> Cosa devi fare:
Per favore, converti in un CSV a due colonne, testo e risultato, i record dalla riga con "Above is an image. Determine if it contains any rocky" fino alla riga con "0, 73, 432, 300" inclusa. Metti una riga per ogni record, con ciascun valore in un unico campo tra virgolette e gli a capo sostituiti da spazi.

______________________________

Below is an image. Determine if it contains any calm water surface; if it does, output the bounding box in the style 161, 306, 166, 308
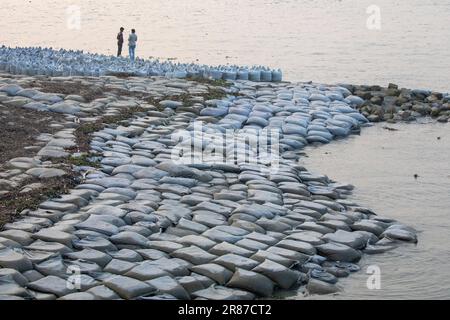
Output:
0, 0, 450, 92
0, 0, 450, 299
297, 124, 450, 299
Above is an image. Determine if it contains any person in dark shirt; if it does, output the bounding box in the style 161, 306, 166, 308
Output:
117, 27, 125, 57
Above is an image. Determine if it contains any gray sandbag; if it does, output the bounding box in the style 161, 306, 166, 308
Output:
0, 274, 28, 297
213, 253, 259, 271
147, 240, 184, 253
147, 276, 190, 300
252, 259, 300, 290
177, 235, 217, 250
142, 258, 189, 277
27, 276, 76, 297
176, 276, 205, 294
227, 268, 274, 297
250, 250, 296, 268
103, 276, 156, 299
350, 220, 384, 237
267, 247, 310, 263
0, 247, 32, 272
316, 242, 361, 262
170, 246, 217, 265
63, 249, 112, 267
209, 242, 256, 258
322, 230, 367, 249
192, 286, 255, 300
110, 231, 148, 247
191, 263, 233, 285
103, 259, 136, 274
381, 227, 417, 243
276, 239, 316, 255
306, 279, 340, 295
58, 292, 96, 301
0, 268, 29, 286
125, 261, 170, 281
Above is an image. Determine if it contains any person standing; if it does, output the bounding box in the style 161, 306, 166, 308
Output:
128, 29, 137, 61
117, 27, 125, 57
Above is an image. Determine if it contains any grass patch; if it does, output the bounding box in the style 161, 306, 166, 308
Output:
0, 172, 80, 230
67, 107, 147, 152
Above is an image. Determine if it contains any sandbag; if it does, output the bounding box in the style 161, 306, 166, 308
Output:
227, 268, 274, 297
252, 259, 300, 290
191, 263, 233, 285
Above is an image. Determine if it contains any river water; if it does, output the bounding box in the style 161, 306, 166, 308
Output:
0, 0, 450, 299
297, 123, 450, 299
0, 0, 450, 92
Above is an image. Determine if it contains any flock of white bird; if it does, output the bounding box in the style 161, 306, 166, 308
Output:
0, 46, 283, 82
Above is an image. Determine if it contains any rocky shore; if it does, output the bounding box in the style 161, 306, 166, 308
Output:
343, 83, 450, 123
0, 73, 432, 300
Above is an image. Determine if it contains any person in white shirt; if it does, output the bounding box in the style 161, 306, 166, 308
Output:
128, 29, 137, 61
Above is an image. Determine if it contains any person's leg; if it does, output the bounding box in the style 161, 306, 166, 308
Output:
130, 46, 136, 61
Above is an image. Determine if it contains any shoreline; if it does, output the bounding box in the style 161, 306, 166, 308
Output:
0, 73, 440, 299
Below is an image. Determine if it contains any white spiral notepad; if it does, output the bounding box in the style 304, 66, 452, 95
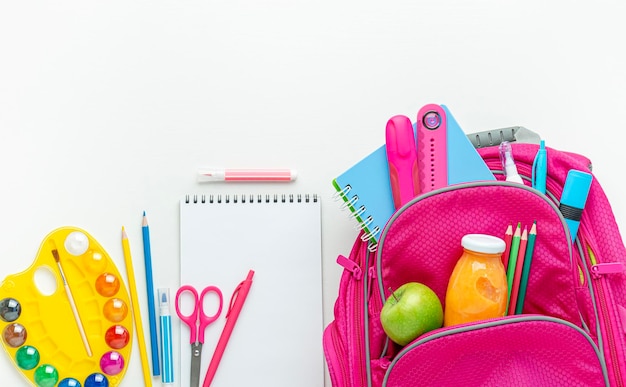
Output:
179, 194, 324, 387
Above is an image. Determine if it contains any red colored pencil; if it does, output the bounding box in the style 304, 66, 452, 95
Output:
508, 226, 528, 315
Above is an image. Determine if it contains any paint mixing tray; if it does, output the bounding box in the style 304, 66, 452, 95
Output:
0, 227, 133, 387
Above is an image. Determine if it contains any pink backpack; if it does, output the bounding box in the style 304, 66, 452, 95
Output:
324, 138, 626, 387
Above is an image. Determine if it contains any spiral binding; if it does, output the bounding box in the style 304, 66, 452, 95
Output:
333, 184, 381, 252
185, 194, 319, 204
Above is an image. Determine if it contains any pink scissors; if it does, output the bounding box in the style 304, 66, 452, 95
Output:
176, 285, 223, 386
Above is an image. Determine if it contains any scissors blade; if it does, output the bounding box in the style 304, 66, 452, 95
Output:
189, 343, 202, 387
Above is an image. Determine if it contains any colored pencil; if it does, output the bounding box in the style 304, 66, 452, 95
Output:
141, 211, 161, 376
509, 226, 528, 315
506, 222, 522, 310
515, 221, 537, 314
502, 224, 513, 270
122, 227, 152, 387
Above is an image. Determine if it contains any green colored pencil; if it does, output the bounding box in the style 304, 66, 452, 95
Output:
515, 221, 537, 314
506, 222, 522, 310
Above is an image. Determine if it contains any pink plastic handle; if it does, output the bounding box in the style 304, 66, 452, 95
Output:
176, 285, 224, 344
196, 286, 224, 343
385, 115, 420, 209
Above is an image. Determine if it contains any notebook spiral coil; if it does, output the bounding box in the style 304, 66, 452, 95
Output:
333, 185, 382, 252
185, 194, 319, 204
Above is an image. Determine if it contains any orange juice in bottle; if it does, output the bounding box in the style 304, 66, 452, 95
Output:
443, 234, 508, 326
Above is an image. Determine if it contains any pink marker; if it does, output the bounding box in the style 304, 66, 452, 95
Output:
385, 115, 419, 209
198, 168, 298, 183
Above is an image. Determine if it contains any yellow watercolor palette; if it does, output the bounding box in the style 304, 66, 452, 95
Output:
0, 227, 133, 387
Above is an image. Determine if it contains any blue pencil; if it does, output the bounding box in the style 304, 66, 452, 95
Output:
141, 211, 161, 376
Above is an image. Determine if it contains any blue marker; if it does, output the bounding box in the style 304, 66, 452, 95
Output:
159, 289, 174, 384
559, 169, 593, 242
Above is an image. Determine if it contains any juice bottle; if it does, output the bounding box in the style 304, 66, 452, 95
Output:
443, 234, 508, 326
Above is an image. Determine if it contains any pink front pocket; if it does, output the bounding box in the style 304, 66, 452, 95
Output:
383, 315, 608, 387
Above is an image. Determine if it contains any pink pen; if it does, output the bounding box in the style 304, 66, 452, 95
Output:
202, 270, 254, 387
385, 115, 420, 209
198, 168, 298, 182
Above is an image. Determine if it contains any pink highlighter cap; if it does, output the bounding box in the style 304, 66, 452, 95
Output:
198, 168, 298, 183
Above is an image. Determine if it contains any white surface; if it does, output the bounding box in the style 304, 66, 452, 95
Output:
0, 0, 626, 386
180, 195, 324, 387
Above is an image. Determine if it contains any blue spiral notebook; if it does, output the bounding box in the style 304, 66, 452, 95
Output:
333, 105, 495, 249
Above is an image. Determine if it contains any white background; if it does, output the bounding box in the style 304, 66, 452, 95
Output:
0, 0, 626, 386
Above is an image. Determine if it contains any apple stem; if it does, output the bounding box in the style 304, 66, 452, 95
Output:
389, 286, 400, 302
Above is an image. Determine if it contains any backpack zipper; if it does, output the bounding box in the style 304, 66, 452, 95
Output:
580, 241, 624, 386
383, 315, 609, 386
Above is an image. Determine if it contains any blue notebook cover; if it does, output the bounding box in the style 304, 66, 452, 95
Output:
333, 145, 395, 247
333, 105, 495, 248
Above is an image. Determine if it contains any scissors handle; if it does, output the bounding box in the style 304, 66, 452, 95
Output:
176, 285, 224, 344
176, 285, 198, 344
196, 286, 224, 343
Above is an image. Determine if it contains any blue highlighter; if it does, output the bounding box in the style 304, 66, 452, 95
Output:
559, 169, 593, 242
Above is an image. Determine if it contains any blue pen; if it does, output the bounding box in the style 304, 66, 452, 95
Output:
141, 211, 161, 376
559, 169, 593, 242
532, 140, 548, 195
159, 289, 174, 384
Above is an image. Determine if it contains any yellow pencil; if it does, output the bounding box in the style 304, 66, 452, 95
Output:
122, 226, 152, 387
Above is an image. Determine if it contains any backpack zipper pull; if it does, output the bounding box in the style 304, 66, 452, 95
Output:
337, 255, 363, 280
591, 262, 626, 278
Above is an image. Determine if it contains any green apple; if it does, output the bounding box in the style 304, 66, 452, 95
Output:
380, 282, 443, 345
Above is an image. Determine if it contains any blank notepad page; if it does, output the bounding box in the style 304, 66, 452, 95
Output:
180, 194, 324, 387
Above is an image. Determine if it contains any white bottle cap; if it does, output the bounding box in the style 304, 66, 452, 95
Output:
461, 234, 506, 254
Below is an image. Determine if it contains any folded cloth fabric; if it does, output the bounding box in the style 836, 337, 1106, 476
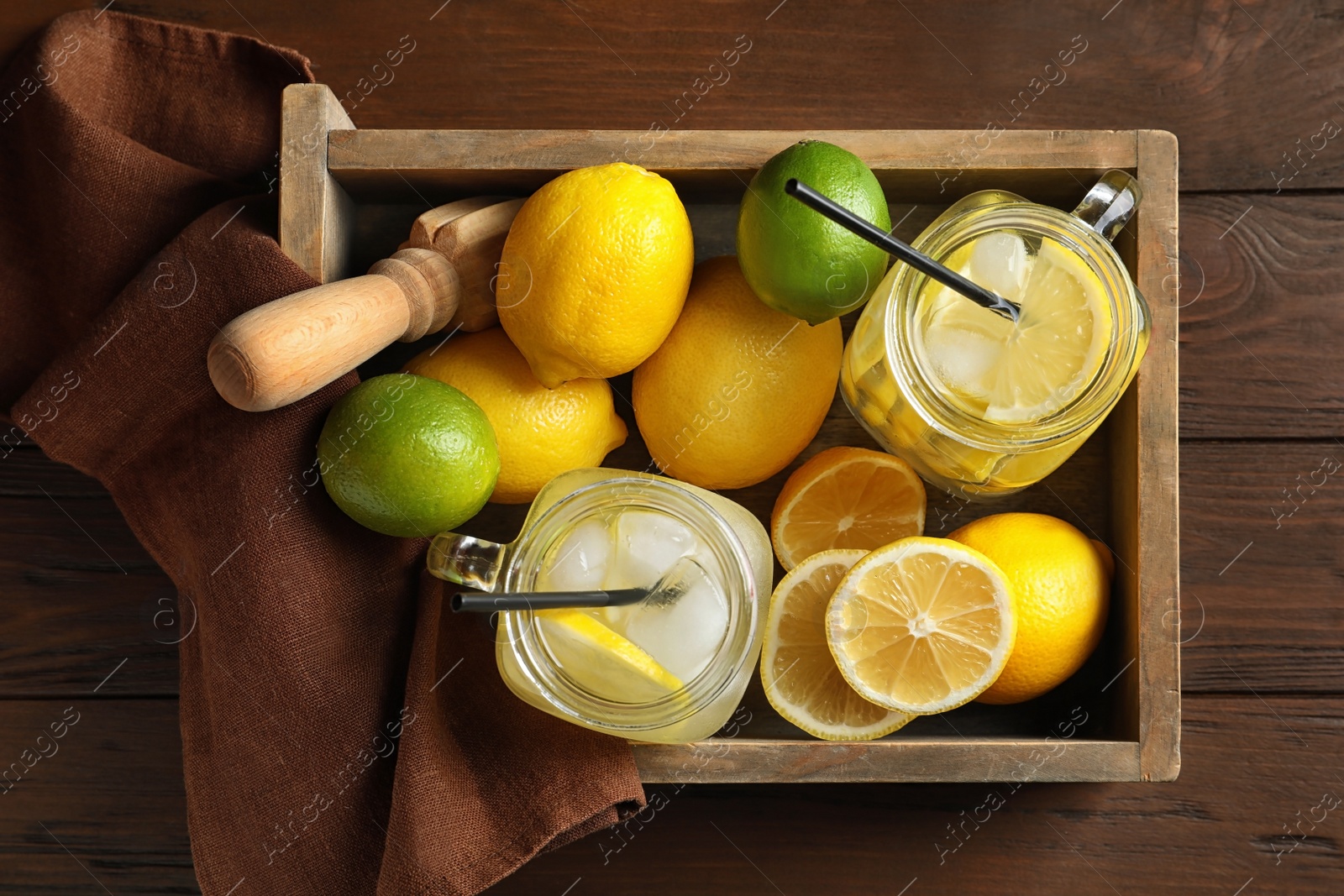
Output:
0, 11, 643, 896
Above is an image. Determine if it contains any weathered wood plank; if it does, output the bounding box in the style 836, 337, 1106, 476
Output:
0, 698, 199, 896
1171, 195, 1344, 439
0, 448, 180, 697
0, 696, 1344, 896
15, 0, 1344, 191
492, 696, 1344, 896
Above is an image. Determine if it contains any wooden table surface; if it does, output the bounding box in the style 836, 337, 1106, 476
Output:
0, 0, 1344, 896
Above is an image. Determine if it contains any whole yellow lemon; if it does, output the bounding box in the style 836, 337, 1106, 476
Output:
633, 255, 843, 489
406, 327, 627, 504
495, 163, 695, 388
948, 513, 1110, 704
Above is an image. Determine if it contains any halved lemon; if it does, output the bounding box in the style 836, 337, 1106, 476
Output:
827, 537, 1017, 715
761, 549, 914, 740
770, 448, 926, 569
535, 610, 681, 703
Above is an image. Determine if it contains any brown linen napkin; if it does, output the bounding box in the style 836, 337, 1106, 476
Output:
0, 12, 643, 896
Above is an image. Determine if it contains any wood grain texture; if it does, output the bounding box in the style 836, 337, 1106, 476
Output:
280, 85, 354, 284
26, 0, 1344, 191
0, 696, 1344, 896
0, 698, 199, 896
1169, 193, 1344, 439
1129, 130, 1180, 780
328, 129, 1134, 207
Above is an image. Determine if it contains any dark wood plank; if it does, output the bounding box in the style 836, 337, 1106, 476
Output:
0, 696, 1344, 896
0, 0, 1344, 191
1171, 442, 1344, 693
0, 698, 199, 896
1171, 194, 1344, 439
491, 697, 1344, 896
0, 448, 178, 697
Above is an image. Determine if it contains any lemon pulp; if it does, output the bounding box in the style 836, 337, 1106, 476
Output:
827, 536, 1016, 715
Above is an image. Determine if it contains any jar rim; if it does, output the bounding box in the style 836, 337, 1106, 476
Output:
500, 470, 758, 731
882, 200, 1147, 453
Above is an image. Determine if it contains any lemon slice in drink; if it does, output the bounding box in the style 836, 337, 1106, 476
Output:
535, 610, 681, 703
916, 231, 1116, 426
761, 548, 914, 740
827, 536, 1017, 715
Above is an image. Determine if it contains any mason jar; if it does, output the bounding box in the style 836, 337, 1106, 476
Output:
840, 170, 1151, 500
428, 469, 773, 743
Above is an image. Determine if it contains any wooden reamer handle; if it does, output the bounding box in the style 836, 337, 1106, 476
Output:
206, 249, 461, 411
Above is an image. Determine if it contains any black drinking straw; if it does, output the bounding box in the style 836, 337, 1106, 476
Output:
784, 177, 1021, 322
449, 589, 649, 612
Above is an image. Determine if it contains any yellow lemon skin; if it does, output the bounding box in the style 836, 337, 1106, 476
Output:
406, 327, 627, 504
633, 255, 843, 489
948, 513, 1110, 704
495, 163, 695, 388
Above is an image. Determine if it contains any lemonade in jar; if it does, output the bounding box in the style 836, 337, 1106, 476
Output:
428, 469, 773, 743
840, 170, 1149, 500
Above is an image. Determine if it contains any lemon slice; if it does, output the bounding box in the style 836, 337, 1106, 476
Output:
535, 610, 681, 703
770, 448, 926, 569
916, 231, 1116, 426
761, 548, 914, 740
827, 537, 1017, 715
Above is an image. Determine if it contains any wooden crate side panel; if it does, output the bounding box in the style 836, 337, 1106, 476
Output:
280, 85, 354, 284
1136, 130, 1180, 780
329, 130, 1136, 204
630, 739, 1141, 784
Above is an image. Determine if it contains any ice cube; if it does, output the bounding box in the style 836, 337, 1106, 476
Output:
603, 511, 701, 589
966, 230, 1032, 302
923, 315, 1004, 399
536, 520, 612, 591
623, 563, 728, 683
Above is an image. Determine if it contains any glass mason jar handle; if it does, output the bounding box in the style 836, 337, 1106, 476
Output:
425, 532, 508, 591
1074, 168, 1144, 239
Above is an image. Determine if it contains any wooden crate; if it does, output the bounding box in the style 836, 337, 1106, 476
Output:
280, 85, 1180, 783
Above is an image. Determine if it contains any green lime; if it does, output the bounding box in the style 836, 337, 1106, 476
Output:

______________________________

> Esito del compito:
testo,risultato
"Above is an image. Determine if it contains any rocky shore; if it does, output the bounding box in the style 161, 306, 166, 308 Output:","343, 83, 450, 123 0, 73, 432, 300"